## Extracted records
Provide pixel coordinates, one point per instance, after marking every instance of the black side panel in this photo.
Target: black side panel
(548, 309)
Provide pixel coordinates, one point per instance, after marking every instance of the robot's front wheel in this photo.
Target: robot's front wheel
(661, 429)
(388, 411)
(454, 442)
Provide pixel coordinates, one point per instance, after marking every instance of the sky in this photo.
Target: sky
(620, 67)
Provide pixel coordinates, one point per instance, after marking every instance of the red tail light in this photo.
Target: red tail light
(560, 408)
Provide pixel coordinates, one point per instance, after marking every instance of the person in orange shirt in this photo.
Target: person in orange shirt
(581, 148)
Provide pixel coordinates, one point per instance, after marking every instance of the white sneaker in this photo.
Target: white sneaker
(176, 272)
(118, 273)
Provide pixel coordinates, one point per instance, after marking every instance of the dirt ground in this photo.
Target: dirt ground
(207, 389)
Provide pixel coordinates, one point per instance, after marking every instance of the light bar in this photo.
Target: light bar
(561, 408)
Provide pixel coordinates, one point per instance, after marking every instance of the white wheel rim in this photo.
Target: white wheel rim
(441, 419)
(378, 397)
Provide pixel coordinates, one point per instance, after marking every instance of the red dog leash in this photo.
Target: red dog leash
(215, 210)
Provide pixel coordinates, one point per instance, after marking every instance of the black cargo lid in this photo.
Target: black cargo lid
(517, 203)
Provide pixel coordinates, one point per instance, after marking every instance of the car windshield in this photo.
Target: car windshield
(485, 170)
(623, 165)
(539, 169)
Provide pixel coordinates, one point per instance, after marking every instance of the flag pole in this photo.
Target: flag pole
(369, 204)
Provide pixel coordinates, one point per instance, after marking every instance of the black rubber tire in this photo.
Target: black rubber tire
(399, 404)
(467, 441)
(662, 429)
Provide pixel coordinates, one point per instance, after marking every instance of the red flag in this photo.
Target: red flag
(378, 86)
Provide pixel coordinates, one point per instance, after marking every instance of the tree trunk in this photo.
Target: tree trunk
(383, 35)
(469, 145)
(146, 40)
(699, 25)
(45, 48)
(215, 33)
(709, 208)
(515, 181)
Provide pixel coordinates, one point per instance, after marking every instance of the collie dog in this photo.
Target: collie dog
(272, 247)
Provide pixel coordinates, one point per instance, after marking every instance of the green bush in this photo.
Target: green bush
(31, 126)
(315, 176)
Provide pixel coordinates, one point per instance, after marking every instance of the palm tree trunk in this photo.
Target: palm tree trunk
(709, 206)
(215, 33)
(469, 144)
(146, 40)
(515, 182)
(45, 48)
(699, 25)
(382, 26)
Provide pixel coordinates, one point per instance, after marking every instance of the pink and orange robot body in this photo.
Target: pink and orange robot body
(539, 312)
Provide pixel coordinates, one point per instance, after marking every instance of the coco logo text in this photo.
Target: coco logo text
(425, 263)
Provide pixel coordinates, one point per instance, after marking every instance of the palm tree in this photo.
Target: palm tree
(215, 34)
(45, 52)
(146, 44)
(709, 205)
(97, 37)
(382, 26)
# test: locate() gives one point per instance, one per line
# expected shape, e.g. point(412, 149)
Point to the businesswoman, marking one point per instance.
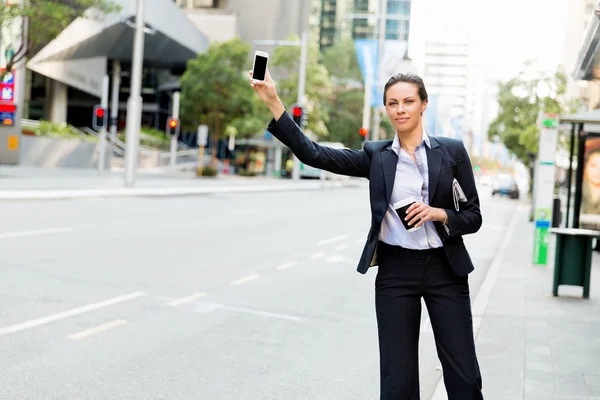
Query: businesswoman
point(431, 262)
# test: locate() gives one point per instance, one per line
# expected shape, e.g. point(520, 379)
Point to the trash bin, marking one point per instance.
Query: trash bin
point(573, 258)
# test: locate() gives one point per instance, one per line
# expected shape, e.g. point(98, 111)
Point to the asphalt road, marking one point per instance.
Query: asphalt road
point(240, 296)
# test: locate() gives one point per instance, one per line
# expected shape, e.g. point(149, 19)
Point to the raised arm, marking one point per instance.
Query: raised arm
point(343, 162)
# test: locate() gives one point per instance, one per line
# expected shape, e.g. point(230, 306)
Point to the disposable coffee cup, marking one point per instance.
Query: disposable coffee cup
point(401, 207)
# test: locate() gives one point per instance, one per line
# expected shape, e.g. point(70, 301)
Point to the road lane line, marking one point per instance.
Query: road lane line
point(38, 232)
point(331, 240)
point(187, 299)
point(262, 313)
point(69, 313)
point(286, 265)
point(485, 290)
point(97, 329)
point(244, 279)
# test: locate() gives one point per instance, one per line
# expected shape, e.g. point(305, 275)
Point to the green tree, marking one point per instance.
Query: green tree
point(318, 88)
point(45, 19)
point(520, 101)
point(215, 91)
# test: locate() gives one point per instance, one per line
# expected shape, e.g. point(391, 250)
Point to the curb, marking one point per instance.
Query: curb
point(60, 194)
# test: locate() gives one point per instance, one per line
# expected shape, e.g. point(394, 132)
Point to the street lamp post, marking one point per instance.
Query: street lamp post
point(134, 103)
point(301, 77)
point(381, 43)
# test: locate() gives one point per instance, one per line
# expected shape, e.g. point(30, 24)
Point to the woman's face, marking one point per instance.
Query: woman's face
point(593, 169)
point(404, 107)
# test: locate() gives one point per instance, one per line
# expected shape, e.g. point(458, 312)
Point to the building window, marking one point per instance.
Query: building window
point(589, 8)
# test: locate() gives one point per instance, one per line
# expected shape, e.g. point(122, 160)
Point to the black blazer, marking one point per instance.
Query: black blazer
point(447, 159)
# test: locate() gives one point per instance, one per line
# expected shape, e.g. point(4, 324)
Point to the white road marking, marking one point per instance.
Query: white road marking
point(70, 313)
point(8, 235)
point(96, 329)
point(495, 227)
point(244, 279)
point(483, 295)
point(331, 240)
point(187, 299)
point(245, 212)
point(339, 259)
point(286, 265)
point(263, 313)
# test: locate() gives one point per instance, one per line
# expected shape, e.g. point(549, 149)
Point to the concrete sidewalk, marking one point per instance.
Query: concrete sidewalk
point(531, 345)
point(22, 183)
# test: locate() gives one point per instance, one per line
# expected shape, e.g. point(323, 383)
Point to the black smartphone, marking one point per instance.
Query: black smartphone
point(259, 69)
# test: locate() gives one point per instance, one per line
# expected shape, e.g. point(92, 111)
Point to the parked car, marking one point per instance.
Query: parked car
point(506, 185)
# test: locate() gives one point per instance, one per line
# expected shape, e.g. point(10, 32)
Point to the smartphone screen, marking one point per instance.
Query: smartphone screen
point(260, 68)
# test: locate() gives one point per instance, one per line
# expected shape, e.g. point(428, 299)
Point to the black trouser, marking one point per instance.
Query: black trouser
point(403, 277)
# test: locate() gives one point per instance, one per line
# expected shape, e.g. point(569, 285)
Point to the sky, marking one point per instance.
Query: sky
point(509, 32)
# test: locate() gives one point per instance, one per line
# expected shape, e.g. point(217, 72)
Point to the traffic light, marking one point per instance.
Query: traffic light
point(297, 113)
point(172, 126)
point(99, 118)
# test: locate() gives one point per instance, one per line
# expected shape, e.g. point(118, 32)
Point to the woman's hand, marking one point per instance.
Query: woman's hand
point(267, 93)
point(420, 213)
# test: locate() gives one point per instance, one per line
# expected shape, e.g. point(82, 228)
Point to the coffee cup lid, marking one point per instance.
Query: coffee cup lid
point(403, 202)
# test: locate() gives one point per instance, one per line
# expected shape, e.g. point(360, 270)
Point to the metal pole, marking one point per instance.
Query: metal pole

--

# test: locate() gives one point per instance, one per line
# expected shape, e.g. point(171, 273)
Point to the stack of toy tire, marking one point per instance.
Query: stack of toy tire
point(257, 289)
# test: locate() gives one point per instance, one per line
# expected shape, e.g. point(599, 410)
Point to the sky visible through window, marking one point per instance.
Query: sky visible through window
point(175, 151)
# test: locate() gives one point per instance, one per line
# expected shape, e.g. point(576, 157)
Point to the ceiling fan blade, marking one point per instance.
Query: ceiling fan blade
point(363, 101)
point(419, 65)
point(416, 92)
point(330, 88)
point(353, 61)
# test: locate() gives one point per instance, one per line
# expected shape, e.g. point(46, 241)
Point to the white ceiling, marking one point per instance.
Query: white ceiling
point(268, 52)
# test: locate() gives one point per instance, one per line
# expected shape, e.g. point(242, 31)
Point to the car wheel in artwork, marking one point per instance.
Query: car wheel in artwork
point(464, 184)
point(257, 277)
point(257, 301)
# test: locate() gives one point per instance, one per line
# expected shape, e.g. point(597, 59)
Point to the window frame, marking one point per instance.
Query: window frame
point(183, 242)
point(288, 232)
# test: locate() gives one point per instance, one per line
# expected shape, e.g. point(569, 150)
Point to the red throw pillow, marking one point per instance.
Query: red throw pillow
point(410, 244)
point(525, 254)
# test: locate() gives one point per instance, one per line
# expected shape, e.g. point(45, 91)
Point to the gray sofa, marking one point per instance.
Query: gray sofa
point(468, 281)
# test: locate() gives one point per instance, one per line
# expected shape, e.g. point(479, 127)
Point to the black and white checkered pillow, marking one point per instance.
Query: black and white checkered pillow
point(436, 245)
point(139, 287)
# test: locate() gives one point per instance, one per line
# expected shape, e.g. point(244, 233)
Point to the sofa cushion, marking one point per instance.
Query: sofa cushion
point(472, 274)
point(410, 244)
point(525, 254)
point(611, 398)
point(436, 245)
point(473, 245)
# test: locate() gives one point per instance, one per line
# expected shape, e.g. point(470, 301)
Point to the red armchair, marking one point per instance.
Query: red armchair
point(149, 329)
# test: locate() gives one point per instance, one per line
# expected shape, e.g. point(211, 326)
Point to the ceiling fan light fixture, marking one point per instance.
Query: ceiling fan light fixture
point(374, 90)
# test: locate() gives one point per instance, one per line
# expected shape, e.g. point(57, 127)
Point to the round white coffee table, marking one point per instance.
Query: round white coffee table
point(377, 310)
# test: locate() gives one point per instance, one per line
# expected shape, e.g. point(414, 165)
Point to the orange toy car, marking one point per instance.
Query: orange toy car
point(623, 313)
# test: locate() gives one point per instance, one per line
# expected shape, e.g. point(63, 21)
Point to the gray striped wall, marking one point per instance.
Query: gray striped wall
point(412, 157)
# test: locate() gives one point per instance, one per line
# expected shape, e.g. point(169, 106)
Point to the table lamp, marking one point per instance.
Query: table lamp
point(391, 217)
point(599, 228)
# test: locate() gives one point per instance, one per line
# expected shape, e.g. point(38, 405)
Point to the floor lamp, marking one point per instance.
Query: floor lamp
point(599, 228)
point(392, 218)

---

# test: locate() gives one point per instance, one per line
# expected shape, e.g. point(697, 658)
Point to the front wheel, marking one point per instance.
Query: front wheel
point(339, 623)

## What the exercise asks
Set down precisely the lines above between the line holding "Point to the woman's hand, marking" and the line holding "Query: metal pole", inclusive, and nothing beyond them.

## Expected answer
Point to the woman's hand, marking one point per instance.
Query: woman's hand
point(267, 93)
point(420, 213)
# test: locate() gives one point per instance, one per line
# expected shape, e.g. point(82, 228)
Point to the coffee cup lid, marking one point per instance.
Query: coffee cup lid
point(403, 202)
# test: locate() gives one point per instance, one per line
# expected shape, e.g. point(360, 270)
Point to the metal pole, marking one point per instance.
Query: metal pole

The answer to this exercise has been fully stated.